*TEXTE FOURNI*.
· · · · ·
Warner s'expose à un concept que ces mêmes éditorialistes invoquent régulièrement, en particulier quand vient le moment d'analyser un échec, la fameuse "fatigue". Fatigue du super-héros, fatigue des suites. Éventuellement, fatigue des univers partagés, fatigue de Star Wars, pourquoi pas. Qu'en est-il de la Joker fatigue ? Est-ce que, vraiment, on peut avoir envie de se débarrasser de lui ?
Empereur Joker : l'image de marque
Il y a une réalité que les fans de comics ne connaissent que trop bien : l'obsession envers Batman au détriment des autres. Pensez à ces longues périodes de temps où le studio WB Animation ne se consacre qu'à la Chauve Souris, quitte à s'en servir comme un cheval de Troie pour la Justice League Dark, Batwoman ou Deathstroke. Un exemple qui peut se recouper avec d'autres lubies éditoriales, et qui résume en fait assez simplement ce moment où un marchand de licence oublie la variété de ce qu'il possède. Batman ou Superman sont les exemples-alpha de ce cas de figure, avec plus d'adaptations à eux seuls que toutes les propriétés DC réunies.
Or, dans le microcosme qui accompagne la Chauve Souris, il y a les méchants, et au sein de ces méchants, il y a le
Joker. Un vilain culte, si culte qu'on le retrouve à tous les étages de la culture pop', qu'il s'agisse de références dans les cercles du hip hop,
d'hommages amateurs plutôt louches ou carrément malsains, ou de
goodies pour les plus vieux fans et leurs enfants ou petits-enfants. Le
Joker est devenu, depuis 1989 ou même 1966, une marque à part entière, à qui l'on dédie des
sets LEGO et que l'on fait périodiquement revenir dans presque toutes les adaptations consacrées à
Batman.
· · · · ·
*LIGNES RÉPERTORIÉES*.
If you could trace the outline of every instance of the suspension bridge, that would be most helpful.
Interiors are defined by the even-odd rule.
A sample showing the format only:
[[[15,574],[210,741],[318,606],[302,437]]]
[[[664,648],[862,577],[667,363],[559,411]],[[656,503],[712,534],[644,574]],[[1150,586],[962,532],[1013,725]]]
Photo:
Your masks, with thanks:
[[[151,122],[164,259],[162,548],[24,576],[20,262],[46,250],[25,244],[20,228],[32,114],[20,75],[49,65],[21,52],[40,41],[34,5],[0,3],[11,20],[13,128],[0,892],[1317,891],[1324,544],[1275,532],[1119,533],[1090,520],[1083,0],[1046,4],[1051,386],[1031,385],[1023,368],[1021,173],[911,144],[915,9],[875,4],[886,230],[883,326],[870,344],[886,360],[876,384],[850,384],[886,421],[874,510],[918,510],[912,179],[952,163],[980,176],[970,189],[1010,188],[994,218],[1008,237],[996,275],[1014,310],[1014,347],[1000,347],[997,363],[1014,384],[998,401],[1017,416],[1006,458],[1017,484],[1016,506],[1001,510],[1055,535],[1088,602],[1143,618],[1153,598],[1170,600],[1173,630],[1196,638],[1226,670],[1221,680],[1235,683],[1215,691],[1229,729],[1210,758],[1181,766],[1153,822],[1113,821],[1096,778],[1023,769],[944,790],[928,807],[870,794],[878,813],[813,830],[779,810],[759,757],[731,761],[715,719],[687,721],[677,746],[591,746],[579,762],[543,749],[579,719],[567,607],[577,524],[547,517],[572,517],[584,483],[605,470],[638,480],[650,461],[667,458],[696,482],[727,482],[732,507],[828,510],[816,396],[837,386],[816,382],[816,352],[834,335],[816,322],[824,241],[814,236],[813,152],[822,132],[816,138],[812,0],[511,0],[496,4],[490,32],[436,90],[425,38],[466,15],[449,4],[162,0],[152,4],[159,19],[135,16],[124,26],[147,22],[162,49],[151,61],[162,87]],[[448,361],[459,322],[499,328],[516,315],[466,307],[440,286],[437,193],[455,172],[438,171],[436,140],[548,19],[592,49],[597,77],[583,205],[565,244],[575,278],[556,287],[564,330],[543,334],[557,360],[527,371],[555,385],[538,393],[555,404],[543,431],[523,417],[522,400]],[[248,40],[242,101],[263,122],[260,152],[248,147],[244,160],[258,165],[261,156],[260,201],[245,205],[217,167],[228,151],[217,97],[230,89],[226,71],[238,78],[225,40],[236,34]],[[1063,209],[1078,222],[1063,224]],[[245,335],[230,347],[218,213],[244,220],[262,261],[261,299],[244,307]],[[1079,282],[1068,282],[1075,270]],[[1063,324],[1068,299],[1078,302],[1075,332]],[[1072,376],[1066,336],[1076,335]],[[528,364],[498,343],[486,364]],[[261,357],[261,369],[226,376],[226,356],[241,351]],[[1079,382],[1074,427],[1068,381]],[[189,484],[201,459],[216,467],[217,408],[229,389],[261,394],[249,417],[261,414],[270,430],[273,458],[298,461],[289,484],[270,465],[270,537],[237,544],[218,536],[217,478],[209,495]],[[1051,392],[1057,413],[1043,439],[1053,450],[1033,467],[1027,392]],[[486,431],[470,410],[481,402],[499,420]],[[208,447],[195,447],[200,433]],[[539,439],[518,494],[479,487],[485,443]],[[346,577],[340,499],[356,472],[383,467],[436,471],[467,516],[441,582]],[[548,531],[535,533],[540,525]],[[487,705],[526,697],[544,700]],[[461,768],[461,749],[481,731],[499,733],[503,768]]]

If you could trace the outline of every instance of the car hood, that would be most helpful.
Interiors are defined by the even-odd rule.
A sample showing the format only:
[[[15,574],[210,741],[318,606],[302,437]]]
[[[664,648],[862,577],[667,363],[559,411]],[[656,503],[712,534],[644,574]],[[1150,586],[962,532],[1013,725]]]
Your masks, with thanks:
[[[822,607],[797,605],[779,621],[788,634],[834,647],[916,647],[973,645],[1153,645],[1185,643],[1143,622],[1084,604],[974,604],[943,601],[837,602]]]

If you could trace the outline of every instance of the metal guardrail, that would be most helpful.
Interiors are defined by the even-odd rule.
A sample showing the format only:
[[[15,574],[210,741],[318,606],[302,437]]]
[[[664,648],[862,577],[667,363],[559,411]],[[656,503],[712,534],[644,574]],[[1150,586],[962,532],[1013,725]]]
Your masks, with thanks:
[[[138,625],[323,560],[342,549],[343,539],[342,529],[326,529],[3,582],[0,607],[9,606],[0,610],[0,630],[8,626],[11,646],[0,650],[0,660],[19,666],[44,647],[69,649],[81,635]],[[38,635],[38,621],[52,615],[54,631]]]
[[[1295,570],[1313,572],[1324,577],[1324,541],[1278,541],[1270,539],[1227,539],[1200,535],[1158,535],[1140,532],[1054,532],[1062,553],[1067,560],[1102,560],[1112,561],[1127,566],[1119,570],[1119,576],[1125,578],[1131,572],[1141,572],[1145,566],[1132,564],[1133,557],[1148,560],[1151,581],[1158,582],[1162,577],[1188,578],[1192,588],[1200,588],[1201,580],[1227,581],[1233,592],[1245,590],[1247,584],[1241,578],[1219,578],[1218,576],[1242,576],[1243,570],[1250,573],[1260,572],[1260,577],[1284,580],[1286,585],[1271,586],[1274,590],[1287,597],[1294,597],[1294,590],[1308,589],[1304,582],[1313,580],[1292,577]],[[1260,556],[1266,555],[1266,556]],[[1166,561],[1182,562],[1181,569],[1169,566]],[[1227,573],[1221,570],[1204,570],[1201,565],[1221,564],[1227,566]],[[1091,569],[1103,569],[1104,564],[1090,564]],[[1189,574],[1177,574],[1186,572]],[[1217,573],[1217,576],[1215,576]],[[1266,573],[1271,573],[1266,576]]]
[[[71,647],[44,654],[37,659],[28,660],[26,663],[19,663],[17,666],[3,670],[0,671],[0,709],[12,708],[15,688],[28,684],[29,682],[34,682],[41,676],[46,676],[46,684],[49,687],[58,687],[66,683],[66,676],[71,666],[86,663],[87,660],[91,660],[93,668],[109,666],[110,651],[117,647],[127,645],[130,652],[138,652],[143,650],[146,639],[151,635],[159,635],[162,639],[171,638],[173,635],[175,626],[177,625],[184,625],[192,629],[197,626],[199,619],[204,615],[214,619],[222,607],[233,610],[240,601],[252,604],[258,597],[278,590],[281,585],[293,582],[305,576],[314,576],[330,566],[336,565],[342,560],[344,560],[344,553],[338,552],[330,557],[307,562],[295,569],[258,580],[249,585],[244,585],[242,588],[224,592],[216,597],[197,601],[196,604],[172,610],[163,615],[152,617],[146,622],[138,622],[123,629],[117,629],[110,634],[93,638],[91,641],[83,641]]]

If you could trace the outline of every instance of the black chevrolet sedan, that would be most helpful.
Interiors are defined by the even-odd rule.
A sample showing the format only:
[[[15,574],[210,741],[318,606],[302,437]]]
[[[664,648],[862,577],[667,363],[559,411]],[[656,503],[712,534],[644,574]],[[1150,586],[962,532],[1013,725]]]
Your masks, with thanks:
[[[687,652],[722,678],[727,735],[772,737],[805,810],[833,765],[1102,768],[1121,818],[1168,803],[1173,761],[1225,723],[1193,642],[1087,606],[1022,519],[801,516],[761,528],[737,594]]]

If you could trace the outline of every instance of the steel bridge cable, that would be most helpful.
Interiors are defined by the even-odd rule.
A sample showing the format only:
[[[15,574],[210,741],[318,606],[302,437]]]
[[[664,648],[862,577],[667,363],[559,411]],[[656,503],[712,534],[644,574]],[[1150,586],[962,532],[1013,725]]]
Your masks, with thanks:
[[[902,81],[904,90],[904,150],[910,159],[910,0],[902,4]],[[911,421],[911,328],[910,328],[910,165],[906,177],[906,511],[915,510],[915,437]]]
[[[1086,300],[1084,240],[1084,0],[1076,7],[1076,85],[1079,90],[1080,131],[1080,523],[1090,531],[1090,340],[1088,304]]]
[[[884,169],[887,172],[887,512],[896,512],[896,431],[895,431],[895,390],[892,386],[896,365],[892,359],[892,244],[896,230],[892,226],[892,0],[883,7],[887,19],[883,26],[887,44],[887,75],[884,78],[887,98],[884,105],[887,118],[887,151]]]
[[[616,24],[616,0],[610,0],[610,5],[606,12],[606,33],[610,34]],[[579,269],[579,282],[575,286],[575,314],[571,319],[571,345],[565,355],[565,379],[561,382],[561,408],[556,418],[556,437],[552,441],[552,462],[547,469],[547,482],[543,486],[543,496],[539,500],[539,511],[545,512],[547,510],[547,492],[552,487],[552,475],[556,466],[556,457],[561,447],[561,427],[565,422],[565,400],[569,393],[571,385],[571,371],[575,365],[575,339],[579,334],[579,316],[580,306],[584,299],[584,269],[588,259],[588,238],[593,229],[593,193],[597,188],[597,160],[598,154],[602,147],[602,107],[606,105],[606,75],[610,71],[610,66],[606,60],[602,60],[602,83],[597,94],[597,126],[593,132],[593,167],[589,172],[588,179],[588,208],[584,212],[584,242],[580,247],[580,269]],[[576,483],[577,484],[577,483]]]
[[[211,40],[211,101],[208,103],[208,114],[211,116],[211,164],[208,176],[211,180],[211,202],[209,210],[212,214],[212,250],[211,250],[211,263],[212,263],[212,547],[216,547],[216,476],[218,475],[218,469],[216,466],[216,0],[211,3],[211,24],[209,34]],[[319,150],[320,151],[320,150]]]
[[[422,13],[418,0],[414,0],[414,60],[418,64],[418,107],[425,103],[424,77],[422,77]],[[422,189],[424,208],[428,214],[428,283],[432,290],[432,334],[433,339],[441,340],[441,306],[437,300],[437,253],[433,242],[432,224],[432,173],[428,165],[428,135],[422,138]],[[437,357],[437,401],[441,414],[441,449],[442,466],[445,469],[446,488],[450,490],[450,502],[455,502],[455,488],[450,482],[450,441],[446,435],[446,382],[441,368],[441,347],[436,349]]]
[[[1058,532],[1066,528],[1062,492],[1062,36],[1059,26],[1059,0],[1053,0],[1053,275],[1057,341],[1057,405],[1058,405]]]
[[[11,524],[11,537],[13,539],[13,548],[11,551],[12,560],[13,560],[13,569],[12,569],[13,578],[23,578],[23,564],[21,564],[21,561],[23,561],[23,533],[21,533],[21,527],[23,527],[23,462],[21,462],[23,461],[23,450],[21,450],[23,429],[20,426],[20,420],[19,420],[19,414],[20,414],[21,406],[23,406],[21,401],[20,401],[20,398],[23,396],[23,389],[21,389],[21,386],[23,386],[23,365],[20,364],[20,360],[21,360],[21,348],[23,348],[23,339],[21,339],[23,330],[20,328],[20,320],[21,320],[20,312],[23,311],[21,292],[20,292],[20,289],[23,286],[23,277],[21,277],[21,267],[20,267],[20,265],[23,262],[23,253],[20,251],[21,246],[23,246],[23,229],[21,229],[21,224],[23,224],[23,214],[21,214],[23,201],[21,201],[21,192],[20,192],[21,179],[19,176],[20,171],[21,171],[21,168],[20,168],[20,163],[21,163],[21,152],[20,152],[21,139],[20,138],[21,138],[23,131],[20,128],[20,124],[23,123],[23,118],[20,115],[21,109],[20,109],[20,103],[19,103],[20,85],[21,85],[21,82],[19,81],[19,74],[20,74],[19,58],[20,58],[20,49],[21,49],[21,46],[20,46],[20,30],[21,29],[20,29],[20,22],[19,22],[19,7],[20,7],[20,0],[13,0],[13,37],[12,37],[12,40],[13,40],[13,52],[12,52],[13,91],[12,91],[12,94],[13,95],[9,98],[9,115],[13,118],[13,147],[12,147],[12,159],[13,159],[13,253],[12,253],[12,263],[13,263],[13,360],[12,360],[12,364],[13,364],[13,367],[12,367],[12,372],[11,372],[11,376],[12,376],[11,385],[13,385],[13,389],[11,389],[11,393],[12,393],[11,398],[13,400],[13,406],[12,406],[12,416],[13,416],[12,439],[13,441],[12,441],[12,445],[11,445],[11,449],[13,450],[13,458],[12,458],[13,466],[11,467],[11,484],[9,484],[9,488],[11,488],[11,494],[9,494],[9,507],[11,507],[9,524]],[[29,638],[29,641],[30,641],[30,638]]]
· · · · ·
*TRAVAIL DEMANDÉ*.
- a) Relevez chacune des formes de « fatigue » que nomme le texte sur le Joker.
- b) Prolongez le texte sur le Joker au-delà de sa dernière phrase.

*RÉPONSES PAR TÂCHE*.
- a)
- la fatigue du super-héros
- la fatigue des suites
- la fatigue des univers partagés
- la fatigue de Star Wars
- la Joker fatigue

- b)
Sa progression s'est alignée ce qu'ont pu vivre les vilains de slashers dans les années 1980. Freddy, Chucky, Jason ou Michael Myers se sont à l'époque imposés comme les héros d'un imaginaire fasciné, celui du cinéma d'horreur. Bêtes de design, charismatique, impressionnants, ils étaient l'attraction, ce pourquoi le public revenait en salle et la compétition que se sont fait à l'époque les producteurs de série B atteste aujourd'hui de l'appétit du public pour les bons vilains.
A une échelle différente, l'évolution du Joker serait proportionnelle à celle d'autres monstres de cinéma, devenus des marques ou des franchises. Pensez à Godzilla, allégorie du traumatisme des bombardements avant de devenir une ligne de peluches et de mignons goodies au Japon. Au départ, la bête était présentée comme une figure destructrice, menaçante, et quand le public s'en est emparé en réclamant sa présence, il s'est assoupli, assagi, au point d'atteindre un statut de quasi Casimir, qui crie comme une baleine (et c'est super cool quand il le fait d'ailleurs). La capacité ou l'envie des propriétaires de vendre le personnage aura dirigé sa signification, et le Joker, depuis ses débuts, aura été de plus en plus populaire, jusqu'à devenir indispensable et transcender sa qualité de vilain parmi tant d'autres.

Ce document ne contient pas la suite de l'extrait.